PROBLEMS TO WORK ON:
1. In the post about Buffett's long bet, rewrite the part starting with "Buffett's million dollar" and going on through "on what happens.", replacing "public roster" with "public register".
2. Check each statement against the post about Buffett's long bet and mark it yes or no, quoting the words of the post that settle it.
(a) The money at stake goes to charity no matter who wins.
(b) Long Bets was founded in 2008.
(c) Ehrlich bet that commodity mineral prices would decrease.
3. Write the next part of the post about Buffett's long bet, picking up after its final sentence.

DOCUMENT SEGMENT:
The biggest long bet


Big news today at The Long Now Foundation as we join Fortune magazine in announcing the largest "long bet" yet: a million-dollar wager between investment guru Warren Buffett and New York money management firm Protégé Partners LLC. Buffett, a critic of expensive financial services, is betting that the returns of the market over the ten years from 02008 through 02017 (as reflected by the S&P 500, a widely used stock market index containing the stocks of 500 large, publicly held companies) will exceed the payout of the expert hedge fund investors after their fees, costs and expenses are subtracted.

Long Now board member Kevin Kelly elaborates:

Buffett's million dollar bet was made on Long Bets, the accountability mechanism founded in 2002 by Stewart Brand and myself, and operated by Long Now Foundation. The intention of Long Bets is to encourage responsibility in prediction-making (by keeping a public roster of predictions), to encourage long-term thinking (by offering a opportunity to shape a long-term bet), and to sharpen the logic of forecasting (by recording the logic of predictions and bets.)
[...]
The hope of Long Bets is that these public wagers will prompt people to consider the implications of current developments in the near-distant future -- and then to keep their attention on what happens.

Buffett's bet is an ideal Long Bet. It makes a huge difference to anyone who invests in stocks (as do a large percentage of the US, either directly or indirectly) whether a boring index fund yields as much as fancy private hedge funds. The answer either way would be a huge influential signal. When economist Julian Simon won the famous bet against biologist Paul Ehrlich (Simon betting that the long-term prices of commodity minerals would decrease over ten years; Ehrlich betting they would increase), his win essentially eradicated the argument of resource scarcity from the environmental debate. Environmentalists then shifted their concern to the many other issues needed to foster a healthy environment.

This bet has a similar potential. But as in all great bets, its outcome is uncertain.

At stake is not just the money -- all of which goes to charity regardless of who wins. The true currency of Long Bets is reputation, and real-name accountability has been a core principle from day one. As Kelly suggests via the Simon-Ehrlich comparison, if Buffett were to win, not only would the opinions of the folks at Protégé be called into question, but so too would their business model.

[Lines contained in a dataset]
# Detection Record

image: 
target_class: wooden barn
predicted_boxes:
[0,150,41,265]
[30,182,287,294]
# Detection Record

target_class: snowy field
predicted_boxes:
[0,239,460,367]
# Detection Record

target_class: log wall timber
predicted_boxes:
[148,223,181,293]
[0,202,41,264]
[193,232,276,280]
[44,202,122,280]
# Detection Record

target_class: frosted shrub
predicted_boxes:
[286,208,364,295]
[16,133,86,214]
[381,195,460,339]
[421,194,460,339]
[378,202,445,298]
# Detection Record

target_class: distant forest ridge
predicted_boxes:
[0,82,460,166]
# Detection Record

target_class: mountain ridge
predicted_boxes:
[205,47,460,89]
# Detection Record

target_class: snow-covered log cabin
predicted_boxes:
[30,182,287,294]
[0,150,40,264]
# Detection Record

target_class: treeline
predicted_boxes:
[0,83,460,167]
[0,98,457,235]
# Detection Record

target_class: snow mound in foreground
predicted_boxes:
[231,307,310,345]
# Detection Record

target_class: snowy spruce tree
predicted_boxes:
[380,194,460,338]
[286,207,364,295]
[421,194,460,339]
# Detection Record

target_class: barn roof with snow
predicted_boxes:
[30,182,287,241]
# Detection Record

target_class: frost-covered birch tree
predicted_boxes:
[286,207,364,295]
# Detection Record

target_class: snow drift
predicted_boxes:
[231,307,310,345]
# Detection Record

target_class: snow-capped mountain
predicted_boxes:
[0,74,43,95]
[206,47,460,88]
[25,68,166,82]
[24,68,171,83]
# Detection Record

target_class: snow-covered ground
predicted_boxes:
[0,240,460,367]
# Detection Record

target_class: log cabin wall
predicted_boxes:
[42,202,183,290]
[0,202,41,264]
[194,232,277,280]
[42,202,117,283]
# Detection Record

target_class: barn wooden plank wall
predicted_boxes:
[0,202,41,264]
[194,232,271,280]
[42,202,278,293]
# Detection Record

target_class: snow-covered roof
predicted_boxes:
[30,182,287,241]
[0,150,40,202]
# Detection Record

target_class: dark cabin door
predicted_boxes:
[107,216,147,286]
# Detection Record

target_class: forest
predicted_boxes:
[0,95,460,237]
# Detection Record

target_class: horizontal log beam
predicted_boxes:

REPLIES:
1.
Buffett's million dollar bet was made on Long Bets, the accountability mechanism founded in 2002 by Stewart Brand and myself, and operated by Long Now Foundation. The intention of Long Bets is to encourage responsibility in prediction-making (by keeping a public register of predictions), to encourage long-term thinking (by offering a opportunity to shape a long-term bet), and to sharpen the logic of forecasting (by recording the logic of predictions and bets.)
[...]
The hope of Long Bets is that these public wagers will prompt people to consider the implications of current developments in the near-distant future -- and then to keep their attention on what happens.

2.
(a) Yes: "all of which goes to charity regardless of who wins"
(b) No: "founded in 2002 by Stewart Brand and myself"
(c) No: "Ehrlich betting they would increase"

3.
Which would, of course, be equally true even if the bet didn't exist: the performance claims of hedge fund managers can, in principle, be tracked and evaluated on whatever timeframe and against whatever criteria one likes, big bet or not. What this bet does is the same thing they all do: it puts a symbolic frame, and specific, tangible stakes, around an existing (or potential) debate, with the specific intention to put it to the test, and to learn from that process in a public way. This fact highlights what Long Bets is really all about. In a sense, everyone makes hundreds of bets per day: in an uncertain world, everything we do, or don't do, is loaded with some degree of risk. These bettors, along with many investors like them (and by extension, millions of others on whose behalf they act) have billions of dollars riding on their decisions already. However, putting a frame around this aspect of their effort creates a focus for discussion. It's a tool for directing attention in a particular way, and fuel for the type of conversation that we ought to be having more often.

What else is long-term thinking but the cultivation of an underdeveloped mode of attention?

I've been working with Long Now, and especially Long Bets, since 02006, and am delighted to see an unprecedented big bet draw attention to a worthy forum. Also, as concerned as I may be about the long-term fate of the hedge fund manager, I'm particularly looking forward to seeing what other -- perhaps even more momentous -- issues may follow this into the limelight.